WORK ORDER 1: In the passage on CRISPR-Cas systems, what is the signature protein of the Type I systems?
WORK ORDER 2: Write out the part of the passage on CRISPR-Cas systems starting with "The Type II CRISPR-Cas" and going on through "for genome editing.".

DOCUMENT SECTION:

────────────────────

The Cas proteins are a highly diverse group. Many of them are predicted or identiﬁed to interact with nucleic acids (e.g. as nucleases, helicases, and RNA-binding proteins). The Cas1 and Cas2 proteins are involved in adaptation stage (spacer acquisition) and are virtually universal for CRISPR-Cas systems. Other Cas proteins are only associated with certain types of CRISPR-Cas systems. The most adopted classiﬁcation identiﬁes Type I, II and III CRISPR-Cas systems, with each having several subgroups. Different types of CRISPR-Cas systems can co-exist in a single organism. Recently, a Type IV system was proposed, which contain several Cascade genes but no CRISPR, cas1 or cas2. Type IV complex would be guided by protein-DNA interaction, not by crRNA, and constitutes an innate immune system preset to attack certain sequences (Rath et al., 2015).

The Type I systems are deﬁned by the presence of the signature protein Cas3, a protein with both helicase and DNase domains responsible for degrading the target. Currently, six subtypes of the Type I system are identiﬁed (Type I-A through Type I-F) which have a variable number of Cas genes. Apart from cas1, cas2 and cas3, all Type I systems encode a Cascade-like complex. Cascade binds crRNA and locates the target, and most variants are also responsible for processing the crRNA. Cascade also enhances spacer acquisition in some cases. In the Type I-A system, Cas3 is a part of the Cascade complex (Rath et al., 2015).

The Type II CRISPR-Cas systems encode Cas1 and Cas2, the Cas9 signature protein and sometimes a fourth protein (Csn2 or Cas4). Cas9 assists in adaptation stage (spacer acquisition), participates in crRNA processing and cleaves the target DNA assisted by crRNA and an additional RNA called tracrRNA. Type II systems have been divided into subtypes II-A and II-B but recently a third, II-C, has been suggested. The csn2 and cas4 genes, both encoding proteins involved in adaptation stage, are present in Type II-A and the Type II-B, respectively, while Type II-C lacks a fourth gene (Rath et al., 2015). The simplicity of the type II CRISPR nuclease, with only three required components (Cas9 along with the crRNA and tracrRNA) makes this system amenable to adaptation for genome editing.

────────────────────

DATA SECTION:

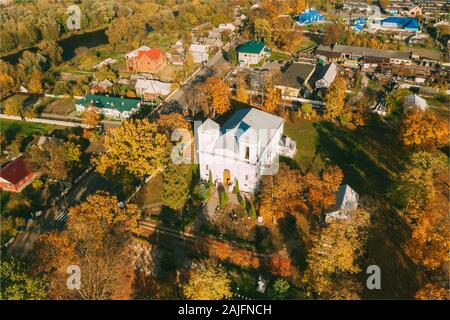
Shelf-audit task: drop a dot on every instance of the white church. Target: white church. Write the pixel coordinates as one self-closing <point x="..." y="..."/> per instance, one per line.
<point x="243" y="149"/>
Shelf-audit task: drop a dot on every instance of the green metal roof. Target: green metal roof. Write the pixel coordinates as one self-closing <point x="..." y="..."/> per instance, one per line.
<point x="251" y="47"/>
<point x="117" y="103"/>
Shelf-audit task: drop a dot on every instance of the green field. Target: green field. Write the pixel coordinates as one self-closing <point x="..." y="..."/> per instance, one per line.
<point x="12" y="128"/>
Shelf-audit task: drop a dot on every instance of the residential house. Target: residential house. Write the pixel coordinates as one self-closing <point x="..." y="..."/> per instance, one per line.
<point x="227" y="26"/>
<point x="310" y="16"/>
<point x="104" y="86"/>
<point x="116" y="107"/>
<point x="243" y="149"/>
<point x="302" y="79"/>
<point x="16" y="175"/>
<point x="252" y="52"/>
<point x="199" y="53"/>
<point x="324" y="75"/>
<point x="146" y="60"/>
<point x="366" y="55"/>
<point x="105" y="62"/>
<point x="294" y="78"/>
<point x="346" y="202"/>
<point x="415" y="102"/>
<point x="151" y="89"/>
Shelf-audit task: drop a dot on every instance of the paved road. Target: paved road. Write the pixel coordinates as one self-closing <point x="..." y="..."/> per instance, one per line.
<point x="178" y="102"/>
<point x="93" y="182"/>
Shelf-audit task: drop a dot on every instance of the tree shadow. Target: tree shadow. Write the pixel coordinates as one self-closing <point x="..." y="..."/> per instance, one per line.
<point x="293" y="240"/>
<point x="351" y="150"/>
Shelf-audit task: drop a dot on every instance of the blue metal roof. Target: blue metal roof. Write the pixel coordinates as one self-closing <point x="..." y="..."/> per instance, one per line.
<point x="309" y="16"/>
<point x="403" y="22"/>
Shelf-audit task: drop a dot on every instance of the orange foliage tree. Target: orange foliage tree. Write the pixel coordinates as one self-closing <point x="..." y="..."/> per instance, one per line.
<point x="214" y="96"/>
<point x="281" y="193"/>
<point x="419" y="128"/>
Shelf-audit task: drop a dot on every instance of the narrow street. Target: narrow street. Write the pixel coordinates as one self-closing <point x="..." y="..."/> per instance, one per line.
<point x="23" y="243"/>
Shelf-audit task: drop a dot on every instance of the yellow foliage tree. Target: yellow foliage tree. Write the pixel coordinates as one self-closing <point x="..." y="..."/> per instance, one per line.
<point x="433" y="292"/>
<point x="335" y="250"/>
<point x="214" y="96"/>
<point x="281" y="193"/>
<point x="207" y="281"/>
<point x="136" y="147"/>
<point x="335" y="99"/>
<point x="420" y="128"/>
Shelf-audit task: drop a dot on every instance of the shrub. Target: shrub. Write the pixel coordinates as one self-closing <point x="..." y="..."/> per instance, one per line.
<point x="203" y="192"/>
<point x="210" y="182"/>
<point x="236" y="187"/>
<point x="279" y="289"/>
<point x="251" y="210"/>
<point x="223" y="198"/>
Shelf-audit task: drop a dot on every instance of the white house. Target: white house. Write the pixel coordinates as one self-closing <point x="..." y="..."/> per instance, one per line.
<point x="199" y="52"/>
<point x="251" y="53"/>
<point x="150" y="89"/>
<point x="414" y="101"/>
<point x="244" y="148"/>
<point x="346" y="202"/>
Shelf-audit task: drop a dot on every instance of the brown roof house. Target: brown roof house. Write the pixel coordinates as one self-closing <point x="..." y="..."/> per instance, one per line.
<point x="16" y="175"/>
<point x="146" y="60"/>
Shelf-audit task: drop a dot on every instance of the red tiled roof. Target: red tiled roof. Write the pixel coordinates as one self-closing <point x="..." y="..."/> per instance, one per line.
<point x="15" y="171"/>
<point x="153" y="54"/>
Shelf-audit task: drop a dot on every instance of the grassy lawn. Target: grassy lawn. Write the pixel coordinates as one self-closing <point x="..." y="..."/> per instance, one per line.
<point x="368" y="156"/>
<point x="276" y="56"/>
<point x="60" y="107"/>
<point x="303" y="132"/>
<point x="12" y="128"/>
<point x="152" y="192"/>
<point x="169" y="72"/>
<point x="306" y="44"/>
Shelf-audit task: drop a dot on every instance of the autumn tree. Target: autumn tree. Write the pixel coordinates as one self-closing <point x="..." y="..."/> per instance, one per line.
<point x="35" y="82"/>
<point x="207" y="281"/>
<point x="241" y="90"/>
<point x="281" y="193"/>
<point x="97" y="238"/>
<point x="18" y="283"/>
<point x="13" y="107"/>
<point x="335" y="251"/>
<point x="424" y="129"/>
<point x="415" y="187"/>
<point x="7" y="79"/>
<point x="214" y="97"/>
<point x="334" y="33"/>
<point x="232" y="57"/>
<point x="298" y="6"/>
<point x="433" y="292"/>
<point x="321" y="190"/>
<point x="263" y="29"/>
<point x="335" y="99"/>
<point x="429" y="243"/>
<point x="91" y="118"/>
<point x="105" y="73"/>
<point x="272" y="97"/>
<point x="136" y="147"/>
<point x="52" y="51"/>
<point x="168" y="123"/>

────────────────────

PROBLEM SOLUTION 1: Cas3, a protein with both helicase and DNase domains.

PROBLEM SOLUTION 2:
The Type II CRISPR-Cas systems encode Cas1 and Cas2, the Cas9 signature protein and sometimes a fourth protein (Csn2 or Cas4). Cas9 assists in adaptation stage (spacer acquisition), participates in crRNA processing and cleaves the target DNA assisted by crRNA and an additional RNA called tracrRNA. Type II systems have been divided into subtypes II-A and II-B but recently a third, II-C, has been suggested. The csn2 and cas4 genes, both encoding proteins involved in adaptation stage, are present in Type II-A and the Type II-B, respectively, while Type II-C lacks a fourth gene (Rath et al., 2015). The simplicity of the type II CRISPR nuclease, with only three required components (Cas9 along with the crRNA and tracrRNA) makes this system amenable to adaptation for genome editing.